* SHORT EXERCISE
Can you give the records as a Markdown table, from the line containing "Neural radiology workstation: highlight the chandelier" through the line containing "[196,137,309,248]", with a "Row" column numbering each line and a "Line" column holding it, and blank lines left out?

━━━━━━━━━━━━━━━━

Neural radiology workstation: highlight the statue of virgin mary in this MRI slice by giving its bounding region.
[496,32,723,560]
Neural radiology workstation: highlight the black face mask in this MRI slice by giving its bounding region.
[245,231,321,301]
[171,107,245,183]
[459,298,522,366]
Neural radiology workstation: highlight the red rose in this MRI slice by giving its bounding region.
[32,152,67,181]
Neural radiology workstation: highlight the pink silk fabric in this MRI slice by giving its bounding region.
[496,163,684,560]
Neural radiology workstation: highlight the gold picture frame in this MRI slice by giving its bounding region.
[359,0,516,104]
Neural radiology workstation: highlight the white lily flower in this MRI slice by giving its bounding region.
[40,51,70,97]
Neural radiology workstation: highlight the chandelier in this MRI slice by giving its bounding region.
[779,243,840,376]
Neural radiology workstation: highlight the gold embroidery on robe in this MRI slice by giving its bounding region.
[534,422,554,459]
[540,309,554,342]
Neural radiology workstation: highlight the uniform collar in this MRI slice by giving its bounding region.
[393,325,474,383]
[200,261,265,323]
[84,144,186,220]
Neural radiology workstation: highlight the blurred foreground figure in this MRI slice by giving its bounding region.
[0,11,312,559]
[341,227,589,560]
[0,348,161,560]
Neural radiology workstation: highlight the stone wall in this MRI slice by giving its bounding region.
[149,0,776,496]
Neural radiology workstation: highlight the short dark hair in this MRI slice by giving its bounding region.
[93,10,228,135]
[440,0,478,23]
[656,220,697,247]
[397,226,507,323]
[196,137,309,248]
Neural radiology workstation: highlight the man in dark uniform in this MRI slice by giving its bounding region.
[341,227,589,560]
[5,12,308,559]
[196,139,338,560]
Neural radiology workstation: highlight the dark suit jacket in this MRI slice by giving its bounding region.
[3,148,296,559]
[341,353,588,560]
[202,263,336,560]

━━━━━━━━━━━━━━━━

* SOLUTION
| Row | Line |
|---|---|
| 1 | Neural radiology workstation: highlight the chandelier in this MRI slice by giving its bounding region. |
| 2 | [779,243,840,376] |
| 3 | Neural radiology workstation: highlight the gold embroidery on robe in this MRI slice by giving its bounding region. |
| 4 | [534,422,554,459] |
| 5 | [540,309,554,342] |
| 6 | Neural radiology workstation: highlight the uniform collar in this MRI slice by giving its bounding region. |
| 7 | [393,325,474,383] |
| 8 | [200,261,265,323] |
| 9 | [84,144,186,220] |
| 10 | Neural radiology workstation: highlight the blurred foreground figure in this MRI slice by giving its bounding region. |
| 11 | [0,11,312,559] |
| 12 | [341,227,589,560] |
| 13 | [0,348,161,560] |
| 14 | Neural radiology workstation: highlight the stone wall in this MRI slice by giving its bounding region. |
| 15 | [149,0,776,496] |
| 16 | Neural radiology workstation: highlight the short dark hair in this MRI slice by giving its bounding region. |
| 17 | [93,10,228,135] |
| 18 | [440,0,478,23] |
| 19 | [656,220,697,247] |
| 20 | [397,226,507,323] |
| 21 | [196,137,309,248] |